EXERCISE DESCRIPTION.
Transcribe all of the material exactly, except for its pictures.
-- Start RECORDS TO USE --
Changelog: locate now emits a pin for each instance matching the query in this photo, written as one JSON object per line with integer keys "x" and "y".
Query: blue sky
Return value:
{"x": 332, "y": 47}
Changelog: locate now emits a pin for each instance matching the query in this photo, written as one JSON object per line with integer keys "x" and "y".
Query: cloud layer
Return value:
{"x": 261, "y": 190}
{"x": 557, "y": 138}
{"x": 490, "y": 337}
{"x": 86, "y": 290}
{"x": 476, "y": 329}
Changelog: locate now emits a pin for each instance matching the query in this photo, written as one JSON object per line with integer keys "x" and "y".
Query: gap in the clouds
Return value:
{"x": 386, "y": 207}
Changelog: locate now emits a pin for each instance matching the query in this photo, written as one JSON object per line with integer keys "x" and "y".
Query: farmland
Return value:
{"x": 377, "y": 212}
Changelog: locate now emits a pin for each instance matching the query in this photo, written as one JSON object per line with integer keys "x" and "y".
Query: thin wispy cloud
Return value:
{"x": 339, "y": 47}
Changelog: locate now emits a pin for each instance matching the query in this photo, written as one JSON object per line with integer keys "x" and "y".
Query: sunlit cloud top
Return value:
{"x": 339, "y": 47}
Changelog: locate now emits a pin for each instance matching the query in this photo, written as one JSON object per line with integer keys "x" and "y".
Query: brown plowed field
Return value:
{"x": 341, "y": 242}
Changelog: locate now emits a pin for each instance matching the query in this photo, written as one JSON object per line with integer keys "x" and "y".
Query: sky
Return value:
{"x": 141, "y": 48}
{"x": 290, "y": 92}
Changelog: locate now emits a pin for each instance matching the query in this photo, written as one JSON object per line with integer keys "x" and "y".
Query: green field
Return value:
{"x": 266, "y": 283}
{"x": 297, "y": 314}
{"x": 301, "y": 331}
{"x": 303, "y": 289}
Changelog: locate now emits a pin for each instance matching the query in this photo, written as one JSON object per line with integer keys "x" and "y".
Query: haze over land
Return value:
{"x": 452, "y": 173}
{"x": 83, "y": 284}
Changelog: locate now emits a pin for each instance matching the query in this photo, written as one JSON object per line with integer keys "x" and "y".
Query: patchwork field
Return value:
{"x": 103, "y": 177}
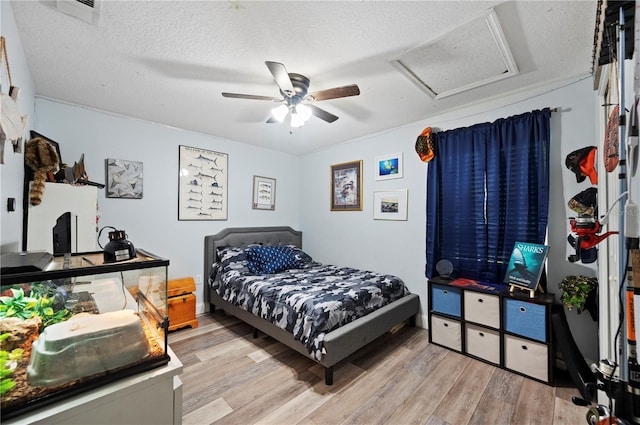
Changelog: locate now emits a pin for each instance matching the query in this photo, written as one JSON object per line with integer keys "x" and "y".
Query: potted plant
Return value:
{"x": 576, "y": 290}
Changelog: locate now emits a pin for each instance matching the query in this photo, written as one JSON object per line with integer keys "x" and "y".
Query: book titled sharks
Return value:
-- End RECORDS TO USE --
THE SOLUTION.
Changelog: locate now emits a pin for each instance matching the query in this photo, written as one JSON object per line with integer keys "x" and "y".
Query: blue sky
Return value:
{"x": 332, "y": 47}
Changelog: locate now emits a pin for each instance matching the query in this photo, written as one JSON object per line with integer keys "x" and "y".
Query: cloud layer
Return value:
{"x": 261, "y": 190}
{"x": 557, "y": 138}
{"x": 490, "y": 337}
{"x": 86, "y": 290}
{"x": 476, "y": 329}
Changelog: locate now emits a pin for each instance matching the query in this photo, written as one JSON object per line with integer keys "x" and "y".
Query: gap in the clouds
Return value:
{"x": 386, "y": 207}
Changelog: locate now emits a pin for each instance matching the query in this photo, written as one JSON object per line with integer keys "x" and "y".
Query: farmland
Return value:
{"x": 377, "y": 212}
Changelog: locate now emits a pin for each instance matching the query in this photo, written as one JSON object per line with integer keys "x" and "y".
Query: thin wispy cloud
Return value:
{"x": 339, "y": 47}
Changelog: locate now emits a pin for each instance matching the query in this photo, written as one JSON object per line with integer keys "x" and "y".
Query: sunlit cloud top
Return value:
{"x": 339, "y": 47}
Changelog: locate now emits a pin for each instance matching the query in this photo, written as one JSON object per line with integer keys "x" and "y".
Query: brown plowed field
Return value:
{"x": 341, "y": 242}
Changelog: locate now emits a pin for each instance matching the query in this photo, written as one JSON object per line with integer keys "x" and "y".
Query: sky
Return value:
{"x": 141, "y": 48}
{"x": 290, "y": 92}
Changelog: locate now emits a pin for each instance matching the query in this photo, written as one JSON object per line with integer keys "x" and "y".
Query: green field
Return value:
{"x": 266, "y": 283}
{"x": 297, "y": 314}
{"x": 301, "y": 331}
{"x": 303, "y": 289}
Changelog: locate now emits a pin for each instance matching the query in this photo, written as one JSON object per line with integer keys "x" and "y".
Query: haze over land
Return value:
{"x": 452, "y": 173}
{"x": 83, "y": 284}
Changelog: locate now emits a pin for each instance matching the query in this photo, written as one JSON object per line with integer keys "x" and "y".
Query: patchwork field
Return value:
{"x": 103, "y": 177}
Changelog: locate now emits a pin for each instance matching the query in this photo, written as one JSON object per line with integer keys "x" and "y".
Query: potted plant
Return value:
{"x": 576, "y": 290}
Changelog: locate now emits a pin for each instance matching the query in this photo, written as one JSON object per line with integer keys "x" and "y".
Query: book titled sharks
Return value:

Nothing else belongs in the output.